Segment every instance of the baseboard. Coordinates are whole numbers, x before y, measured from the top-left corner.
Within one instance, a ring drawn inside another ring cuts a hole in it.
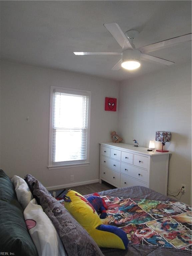
[[[81,182],[69,183],[68,184],[63,184],[57,186],[53,186],[51,187],[47,187],[46,188],[48,190],[56,190],[58,189],[61,189],[62,188],[73,187],[77,187],[78,186],[82,186],[82,185],[87,185],[88,184],[91,184],[92,183],[97,183],[99,181],[99,179],[92,180],[87,180],[86,181],[82,181]]]

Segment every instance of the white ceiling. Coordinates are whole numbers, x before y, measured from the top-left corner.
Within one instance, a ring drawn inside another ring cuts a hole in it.
[[[136,29],[136,48],[191,33],[190,1],[1,1],[2,59],[117,80],[169,67],[142,61],[134,71],[111,69],[116,56],[75,56],[77,51],[120,52],[103,26]],[[191,61],[188,42],[150,53],[178,65]]]

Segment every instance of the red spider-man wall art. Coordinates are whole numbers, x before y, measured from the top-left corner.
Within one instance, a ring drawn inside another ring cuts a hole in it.
[[[105,110],[107,111],[116,111],[117,99],[115,98],[105,98]]]

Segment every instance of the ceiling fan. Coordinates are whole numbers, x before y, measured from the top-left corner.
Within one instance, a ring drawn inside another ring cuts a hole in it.
[[[127,69],[135,69],[140,66],[140,60],[169,66],[174,64],[174,62],[146,54],[181,43],[191,41],[191,33],[187,34],[136,49],[133,41],[139,34],[138,31],[136,30],[129,30],[125,34],[116,23],[106,24],[103,25],[122,47],[123,51],[122,52],[74,52],[74,53],[75,55],[119,55],[121,57],[121,59],[112,69],[114,70],[118,70],[122,67]]]

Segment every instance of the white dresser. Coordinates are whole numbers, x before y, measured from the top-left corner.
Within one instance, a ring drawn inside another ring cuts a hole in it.
[[[101,144],[99,180],[117,188],[142,186],[167,195],[169,154],[123,143]]]

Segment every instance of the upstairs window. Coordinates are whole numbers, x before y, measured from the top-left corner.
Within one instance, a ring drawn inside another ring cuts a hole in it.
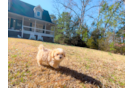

· · · · ·

Exercise brief
Update the data above by swapping each "whole numbers" for "integers" and leaving every other word untouched. Omit the pictures from your version.

Result below
Segment every instance of the baseboard. Coordinates are integers, x before y, measured from the top-left corner.
Within one instance, a ring drawn inside another ring cuts a hole in it.
[[[81,182],[69,183],[68,184],[63,184],[57,186],[53,186],[51,187],[47,187],[46,188],[48,190],[56,190],[58,189],[61,189],[62,188],[73,187],[77,187],[78,186],[82,186],[82,185],[87,185],[88,184],[91,184],[92,183],[97,183],[99,181],[99,179],[92,180],[87,180],[86,181],[82,181]]]

Segment every instance of the white ceiling. Coordinates are integers, x before y, measured from the top-left corner.
Within one instance, a ring drawn inside another ring cuts a hole in it.
[[[136,29],[136,48],[191,33],[190,1],[1,1],[2,59],[117,80],[169,67],[142,61],[134,71],[111,69],[116,56],[75,56],[77,51],[120,52],[103,26]],[[191,61],[188,42],[150,53],[178,65]]]

Segment every instance of the red spider-man wall art. Coordinates are integers, x before y, measured from the top-left corner.
Within one instance, a ring drawn inside another ring cuts a hole in it.
[[[105,110],[107,111],[116,111],[117,99],[115,98],[105,98]]]

Segment every instance of the ceiling fan. Coordinates are integers, x before y, measured from the top-left corner.
Within one instance, a ring drawn inside another ring cuts a hole in it.
[[[127,69],[135,69],[140,66],[140,60],[169,66],[174,64],[174,62],[146,54],[181,43],[191,41],[191,33],[187,34],[136,49],[133,41],[139,34],[138,31],[136,30],[129,30],[125,34],[116,23],[106,24],[103,25],[122,47],[123,51],[122,52],[74,52],[74,53],[75,55],[119,55],[121,57],[121,59],[112,69],[114,70],[118,70],[122,67]]]

Segment every instance of the white dresser. Coordinates are integers, x before y, measured from the top-left corner.
Within one instance, a ring drawn inside another ring cuts a hole in it.
[[[101,144],[99,180],[117,188],[142,186],[167,195],[169,154],[123,143]]]

Segment every instance of the upstairs window. Coordinates are integers, x before y, measured from the top-left corner.
Within one instance, a ring drawn inside another ring cuts a hole in it.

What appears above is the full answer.